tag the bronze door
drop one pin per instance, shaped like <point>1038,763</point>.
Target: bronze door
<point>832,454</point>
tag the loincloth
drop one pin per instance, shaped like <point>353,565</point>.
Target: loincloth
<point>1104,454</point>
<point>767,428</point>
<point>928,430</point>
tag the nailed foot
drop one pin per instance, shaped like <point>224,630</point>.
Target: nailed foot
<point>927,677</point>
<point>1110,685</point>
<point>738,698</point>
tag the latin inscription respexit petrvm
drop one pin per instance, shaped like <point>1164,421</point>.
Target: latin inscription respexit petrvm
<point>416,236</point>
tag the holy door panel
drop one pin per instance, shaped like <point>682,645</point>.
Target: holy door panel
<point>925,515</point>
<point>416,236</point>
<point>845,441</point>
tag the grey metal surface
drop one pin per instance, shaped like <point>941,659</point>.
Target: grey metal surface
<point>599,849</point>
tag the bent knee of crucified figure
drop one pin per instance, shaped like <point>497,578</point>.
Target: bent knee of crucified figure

- - - -

**SHORT PROBLEM**
Write out every line of the entries again, requests included, and shift each coordinate in the answer points by -32. Leave the sample points in the requests unchanged.

**FINISHED EXERCISE**
tag the bronze door
drop one pin per instance, shaped like <point>1038,763</point>.
Target: bronze door
<point>800,422</point>
tag the loincloth
drop one pin per instance, shaped like <point>353,565</point>.
Target: loincloth
<point>1072,422</point>
<point>735,396</point>
<point>896,398</point>
tag the nailed foot
drop one pin per instance, shaped like <point>224,630</point>.
Target: nailed foot
<point>895,645</point>
<point>1078,653</point>
<point>706,666</point>
tag the latin inscription respexit petrvm
drop one pin per instance, shaped like <point>1164,421</point>.
Target: latin inscription respexit petrvm
<point>384,204</point>
tag the holy door panel
drop one pin per instance, shaped like <point>682,645</point>.
Target: holy door panel
<point>893,483</point>
<point>384,204</point>
<point>813,409</point>
tag the grey metal surface
drop one pin per instance, shaped like <point>941,659</point>.
Target: grey metal surface
<point>567,817</point>
tag the bent knee of crucified figure
drop one pin per instance, shaped like <point>497,578</point>.
Target: bent knee of crucified figure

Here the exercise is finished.